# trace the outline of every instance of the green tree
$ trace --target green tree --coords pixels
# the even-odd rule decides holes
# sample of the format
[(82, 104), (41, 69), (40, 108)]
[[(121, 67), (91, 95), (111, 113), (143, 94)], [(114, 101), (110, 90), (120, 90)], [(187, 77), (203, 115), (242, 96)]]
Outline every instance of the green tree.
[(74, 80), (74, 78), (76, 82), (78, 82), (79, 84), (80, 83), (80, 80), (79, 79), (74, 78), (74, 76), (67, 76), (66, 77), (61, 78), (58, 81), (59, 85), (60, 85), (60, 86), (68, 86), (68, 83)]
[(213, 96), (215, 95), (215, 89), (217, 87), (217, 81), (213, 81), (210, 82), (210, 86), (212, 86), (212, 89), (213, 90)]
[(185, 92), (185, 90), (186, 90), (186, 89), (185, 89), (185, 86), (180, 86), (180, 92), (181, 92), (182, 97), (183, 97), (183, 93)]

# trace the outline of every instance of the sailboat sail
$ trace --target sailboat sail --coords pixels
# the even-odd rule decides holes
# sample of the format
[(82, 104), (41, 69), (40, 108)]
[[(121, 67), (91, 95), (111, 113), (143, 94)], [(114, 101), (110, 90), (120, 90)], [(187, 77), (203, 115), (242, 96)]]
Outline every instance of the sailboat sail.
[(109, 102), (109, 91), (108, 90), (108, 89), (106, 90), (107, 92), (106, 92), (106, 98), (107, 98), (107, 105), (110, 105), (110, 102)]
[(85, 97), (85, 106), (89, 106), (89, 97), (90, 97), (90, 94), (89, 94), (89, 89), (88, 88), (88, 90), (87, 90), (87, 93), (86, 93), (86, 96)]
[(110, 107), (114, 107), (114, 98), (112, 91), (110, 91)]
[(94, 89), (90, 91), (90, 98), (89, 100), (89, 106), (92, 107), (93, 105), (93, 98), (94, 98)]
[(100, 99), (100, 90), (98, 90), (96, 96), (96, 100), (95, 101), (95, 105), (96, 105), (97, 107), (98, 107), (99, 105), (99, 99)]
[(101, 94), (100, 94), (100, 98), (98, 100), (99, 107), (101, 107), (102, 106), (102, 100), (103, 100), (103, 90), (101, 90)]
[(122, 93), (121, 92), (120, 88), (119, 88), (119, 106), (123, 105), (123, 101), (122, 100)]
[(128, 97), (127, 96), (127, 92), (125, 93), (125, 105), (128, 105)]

BRIEF: Turn every line of the items above into a single numbered list, skipping blank lines.

THE OUTPUT:
1. # trace the outline of every instance of the green tree
2. $ trace --target green tree --coords pixels
3. # the even-odd rule decides holes
4. # sample of the format
5. [(82, 104), (41, 69), (40, 108)]
6. [[(121, 67), (91, 95), (111, 113), (143, 94)], [(114, 101), (110, 90), (120, 90)], [(187, 77), (203, 115), (242, 96)]]
7. Outline every instance of the green tree.
8. [(74, 80), (74, 78), (76, 82), (78, 82), (79, 84), (80, 83), (80, 80), (79, 79), (74, 78), (74, 76), (67, 76), (66, 77), (61, 78), (58, 81), (59, 85), (60, 85), (60, 86), (68, 86), (68, 83)]
9. [(213, 96), (215, 95), (215, 89), (217, 87), (217, 81), (213, 81), (210, 82), (210, 86), (212, 86), (212, 89), (213, 90)]
10. [(185, 92), (185, 90), (186, 90), (186, 89), (185, 89), (185, 86), (180, 86), (180, 92), (181, 92), (182, 97), (183, 97), (183, 93)]
11. # trace the outline of every instance of the sailboat sail
12. $ trace --target sailboat sail --coords pixels
13. # the even-odd rule decides holes
14. # sample of the format
15. [(82, 104), (41, 69), (40, 108)]
16. [[(121, 67), (91, 95), (111, 113), (143, 94)], [(114, 101), (110, 90), (120, 90)], [(187, 77), (203, 115), (242, 96)]]
17. Outline every instance of the sailboat sail.
18. [(109, 102), (109, 91), (108, 90), (108, 89), (106, 90), (107, 92), (106, 92), (106, 98), (107, 98), (107, 105), (110, 105), (110, 102)]
19. [(85, 97), (85, 106), (89, 106), (89, 97), (90, 97), (90, 94), (89, 94), (89, 89), (88, 88), (88, 90), (87, 90), (87, 93), (86, 93), (86, 96)]
20. [(110, 107), (114, 107), (114, 98), (112, 91), (110, 91)]
21. [(94, 89), (90, 91), (90, 98), (89, 100), (89, 106), (92, 107), (93, 105), (93, 98), (94, 98)]
22. [(100, 99), (100, 90), (98, 90), (96, 96), (96, 100), (95, 101), (95, 105), (96, 105), (97, 107), (98, 107), (99, 105), (99, 99)]
23. [(101, 94), (100, 94), (100, 98), (98, 100), (99, 107), (101, 107), (102, 106), (102, 100), (103, 100), (103, 90), (101, 90)]
24. [(122, 93), (121, 92), (120, 88), (119, 88), (119, 106), (123, 105), (123, 101), (122, 100)]
25. [(128, 97), (127, 96), (127, 92), (125, 93), (125, 105), (128, 105)]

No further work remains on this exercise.